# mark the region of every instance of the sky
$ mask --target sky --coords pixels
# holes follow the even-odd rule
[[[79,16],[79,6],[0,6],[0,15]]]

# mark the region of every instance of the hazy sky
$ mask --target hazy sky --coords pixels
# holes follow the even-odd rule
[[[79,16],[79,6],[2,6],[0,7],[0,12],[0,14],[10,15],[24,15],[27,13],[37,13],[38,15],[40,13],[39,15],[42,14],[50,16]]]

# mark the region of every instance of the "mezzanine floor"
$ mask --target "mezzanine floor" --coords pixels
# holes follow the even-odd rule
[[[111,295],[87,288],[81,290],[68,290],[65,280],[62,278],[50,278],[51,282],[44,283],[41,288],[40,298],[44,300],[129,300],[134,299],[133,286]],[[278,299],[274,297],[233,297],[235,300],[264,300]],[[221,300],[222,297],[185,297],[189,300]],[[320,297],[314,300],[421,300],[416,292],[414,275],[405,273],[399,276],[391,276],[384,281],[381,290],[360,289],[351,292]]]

-=-=-

INSTRUCTION:
Could you rewrite all the items above, swapping every "mark the region" for "outline the area" and leaving everything else unchanged?

SOLUTION TO THIS EXERCISE:
# outline the area of every instance of the sky
$ mask --target sky --coords pixels
# holes follow the even-odd rule
[[[79,16],[79,6],[0,6],[0,15]]]

# outline the area of every instance of the hazy sky
$ mask --target hazy sky --coords pixels
# holes follow the even-odd rule
[[[79,16],[79,6],[2,6],[0,7],[0,12],[0,14],[10,15],[24,15],[27,13],[37,13],[38,15],[40,13],[39,15],[42,14],[50,16]]]

# outline the area of every instance of the "mezzanine floor"
$ mask --target "mezzanine floor" --coords pixels
# holes follow the even-odd rule
[[[111,295],[87,288],[81,290],[68,290],[65,280],[62,278],[50,278],[51,282],[44,283],[41,288],[40,298],[44,300],[129,300],[134,299],[133,286]],[[278,299],[274,297],[233,297],[235,300],[264,300]],[[221,300],[222,297],[185,297],[189,300]],[[320,297],[314,300],[421,300],[416,292],[414,275],[405,273],[399,276],[391,276],[384,281],[381,290],[360,289],[351,292]]]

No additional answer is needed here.